▶ _TASK ITEM_: Your reply must contain exactly the lines running from the one with "In the photo above, where can the grass be" to the last line of the entries below, both included, and no other lines.

START AVAILABLE DATA

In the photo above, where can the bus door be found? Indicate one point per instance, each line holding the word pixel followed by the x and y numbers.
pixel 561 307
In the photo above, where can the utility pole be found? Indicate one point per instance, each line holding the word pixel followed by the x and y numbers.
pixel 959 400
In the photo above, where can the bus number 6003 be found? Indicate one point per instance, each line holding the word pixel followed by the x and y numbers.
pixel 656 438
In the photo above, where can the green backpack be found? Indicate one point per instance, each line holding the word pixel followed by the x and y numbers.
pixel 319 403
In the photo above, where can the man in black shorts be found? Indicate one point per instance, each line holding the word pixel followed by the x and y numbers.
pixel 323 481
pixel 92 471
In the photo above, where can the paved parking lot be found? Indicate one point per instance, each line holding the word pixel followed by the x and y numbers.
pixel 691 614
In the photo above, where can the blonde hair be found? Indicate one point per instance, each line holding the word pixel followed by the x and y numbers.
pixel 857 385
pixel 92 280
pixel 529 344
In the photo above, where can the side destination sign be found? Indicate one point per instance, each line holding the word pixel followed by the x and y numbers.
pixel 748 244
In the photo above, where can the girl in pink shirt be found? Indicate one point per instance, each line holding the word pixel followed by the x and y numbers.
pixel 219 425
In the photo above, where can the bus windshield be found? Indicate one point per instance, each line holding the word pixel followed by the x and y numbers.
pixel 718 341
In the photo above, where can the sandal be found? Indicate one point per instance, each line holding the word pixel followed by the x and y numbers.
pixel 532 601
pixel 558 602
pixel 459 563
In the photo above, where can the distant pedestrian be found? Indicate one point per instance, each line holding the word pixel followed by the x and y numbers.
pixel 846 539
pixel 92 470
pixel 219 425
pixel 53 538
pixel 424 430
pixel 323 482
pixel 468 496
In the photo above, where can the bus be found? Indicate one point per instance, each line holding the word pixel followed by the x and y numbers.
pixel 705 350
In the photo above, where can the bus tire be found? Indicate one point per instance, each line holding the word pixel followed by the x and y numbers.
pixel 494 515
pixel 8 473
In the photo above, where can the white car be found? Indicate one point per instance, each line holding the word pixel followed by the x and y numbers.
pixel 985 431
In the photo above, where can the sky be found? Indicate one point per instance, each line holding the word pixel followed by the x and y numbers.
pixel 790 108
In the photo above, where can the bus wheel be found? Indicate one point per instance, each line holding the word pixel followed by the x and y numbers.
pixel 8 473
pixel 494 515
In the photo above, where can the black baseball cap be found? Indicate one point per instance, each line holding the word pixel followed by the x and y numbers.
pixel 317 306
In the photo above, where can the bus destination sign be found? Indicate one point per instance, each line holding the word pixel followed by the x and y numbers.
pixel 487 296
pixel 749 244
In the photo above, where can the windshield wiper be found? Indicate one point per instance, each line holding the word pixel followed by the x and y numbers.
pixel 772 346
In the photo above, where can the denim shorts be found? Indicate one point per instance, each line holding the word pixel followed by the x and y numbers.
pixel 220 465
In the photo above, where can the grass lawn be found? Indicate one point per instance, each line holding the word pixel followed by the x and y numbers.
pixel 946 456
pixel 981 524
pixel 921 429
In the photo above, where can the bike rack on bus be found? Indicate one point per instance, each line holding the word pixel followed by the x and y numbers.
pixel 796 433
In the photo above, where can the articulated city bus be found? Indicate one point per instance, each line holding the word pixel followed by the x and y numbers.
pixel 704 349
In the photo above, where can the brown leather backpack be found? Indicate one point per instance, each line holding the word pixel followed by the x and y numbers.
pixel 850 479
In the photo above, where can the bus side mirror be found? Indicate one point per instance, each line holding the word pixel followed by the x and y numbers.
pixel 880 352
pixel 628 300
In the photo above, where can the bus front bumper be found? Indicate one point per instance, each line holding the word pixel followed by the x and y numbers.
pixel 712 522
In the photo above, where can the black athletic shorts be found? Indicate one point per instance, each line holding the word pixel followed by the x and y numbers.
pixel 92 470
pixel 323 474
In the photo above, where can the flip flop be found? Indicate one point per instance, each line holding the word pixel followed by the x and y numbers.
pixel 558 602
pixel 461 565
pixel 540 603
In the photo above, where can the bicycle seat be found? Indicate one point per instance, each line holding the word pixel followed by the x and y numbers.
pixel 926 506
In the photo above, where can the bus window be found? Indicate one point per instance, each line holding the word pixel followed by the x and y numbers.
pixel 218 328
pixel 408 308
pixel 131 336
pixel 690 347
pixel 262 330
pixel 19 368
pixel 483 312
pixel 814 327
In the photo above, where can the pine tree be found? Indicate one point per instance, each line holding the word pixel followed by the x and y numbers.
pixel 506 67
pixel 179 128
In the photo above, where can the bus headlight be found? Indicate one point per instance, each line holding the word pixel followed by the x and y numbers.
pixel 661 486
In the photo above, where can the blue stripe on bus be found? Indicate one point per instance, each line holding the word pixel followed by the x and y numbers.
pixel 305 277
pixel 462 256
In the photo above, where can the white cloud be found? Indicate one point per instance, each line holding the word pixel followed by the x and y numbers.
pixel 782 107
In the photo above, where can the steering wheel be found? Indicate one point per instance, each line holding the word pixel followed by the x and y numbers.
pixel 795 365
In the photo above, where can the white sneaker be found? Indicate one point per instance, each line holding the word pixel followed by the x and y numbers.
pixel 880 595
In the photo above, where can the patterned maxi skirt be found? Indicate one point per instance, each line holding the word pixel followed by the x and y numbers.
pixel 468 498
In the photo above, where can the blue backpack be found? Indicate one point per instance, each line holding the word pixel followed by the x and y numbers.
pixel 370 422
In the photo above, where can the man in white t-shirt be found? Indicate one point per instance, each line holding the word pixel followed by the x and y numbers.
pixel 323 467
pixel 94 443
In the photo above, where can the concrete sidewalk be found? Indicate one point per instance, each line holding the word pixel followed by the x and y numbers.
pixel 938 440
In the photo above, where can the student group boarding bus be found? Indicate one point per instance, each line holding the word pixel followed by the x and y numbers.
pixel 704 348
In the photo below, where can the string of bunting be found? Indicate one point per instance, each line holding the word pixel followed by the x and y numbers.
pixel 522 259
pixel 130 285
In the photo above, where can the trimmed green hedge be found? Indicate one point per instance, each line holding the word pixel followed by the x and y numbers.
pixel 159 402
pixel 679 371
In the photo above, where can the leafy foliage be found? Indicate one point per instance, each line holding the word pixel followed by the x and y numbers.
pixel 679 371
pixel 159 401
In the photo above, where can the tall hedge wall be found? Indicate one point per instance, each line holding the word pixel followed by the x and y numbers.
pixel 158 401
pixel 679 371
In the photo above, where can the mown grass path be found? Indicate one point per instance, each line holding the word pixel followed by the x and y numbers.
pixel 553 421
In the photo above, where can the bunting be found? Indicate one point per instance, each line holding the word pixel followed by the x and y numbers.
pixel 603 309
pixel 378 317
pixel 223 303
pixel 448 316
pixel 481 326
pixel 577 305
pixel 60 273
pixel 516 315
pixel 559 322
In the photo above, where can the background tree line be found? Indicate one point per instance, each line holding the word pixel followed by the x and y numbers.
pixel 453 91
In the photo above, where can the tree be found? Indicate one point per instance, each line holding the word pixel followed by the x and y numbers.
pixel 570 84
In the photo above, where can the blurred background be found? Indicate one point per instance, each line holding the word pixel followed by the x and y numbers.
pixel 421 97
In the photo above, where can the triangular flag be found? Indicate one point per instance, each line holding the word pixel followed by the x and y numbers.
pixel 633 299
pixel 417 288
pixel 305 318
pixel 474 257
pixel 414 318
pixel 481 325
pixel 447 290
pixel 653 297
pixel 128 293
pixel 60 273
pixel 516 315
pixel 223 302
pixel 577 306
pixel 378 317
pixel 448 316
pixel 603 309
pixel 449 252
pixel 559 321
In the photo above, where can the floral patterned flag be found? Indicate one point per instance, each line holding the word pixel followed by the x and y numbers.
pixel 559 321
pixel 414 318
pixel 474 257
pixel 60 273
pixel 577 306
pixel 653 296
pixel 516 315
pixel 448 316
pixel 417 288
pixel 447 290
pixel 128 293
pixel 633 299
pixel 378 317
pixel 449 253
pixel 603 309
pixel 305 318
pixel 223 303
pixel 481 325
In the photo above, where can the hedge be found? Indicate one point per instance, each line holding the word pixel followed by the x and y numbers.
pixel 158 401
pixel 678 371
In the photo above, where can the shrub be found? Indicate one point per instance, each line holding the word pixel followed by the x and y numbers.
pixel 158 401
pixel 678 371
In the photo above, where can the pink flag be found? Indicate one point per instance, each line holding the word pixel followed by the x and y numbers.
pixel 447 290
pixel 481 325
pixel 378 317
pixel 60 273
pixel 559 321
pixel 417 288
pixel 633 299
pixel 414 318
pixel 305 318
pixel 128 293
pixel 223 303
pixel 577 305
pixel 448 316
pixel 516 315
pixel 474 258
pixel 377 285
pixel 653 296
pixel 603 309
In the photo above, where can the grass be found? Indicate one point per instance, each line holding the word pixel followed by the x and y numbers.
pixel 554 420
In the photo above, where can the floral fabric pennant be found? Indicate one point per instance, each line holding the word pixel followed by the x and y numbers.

END AVAILABLE DATA

▶ _COMPLETED TASK_:
In the photo above, where can the grass be found? Indicate one point per instance, each line holding the word pixel followed by the x and y numbers.
pixel 554 420
In the photo above, where can the floral fabric pennant be found? Indicate one point per instance, each line holding the word pixel followed by the x and y numbers.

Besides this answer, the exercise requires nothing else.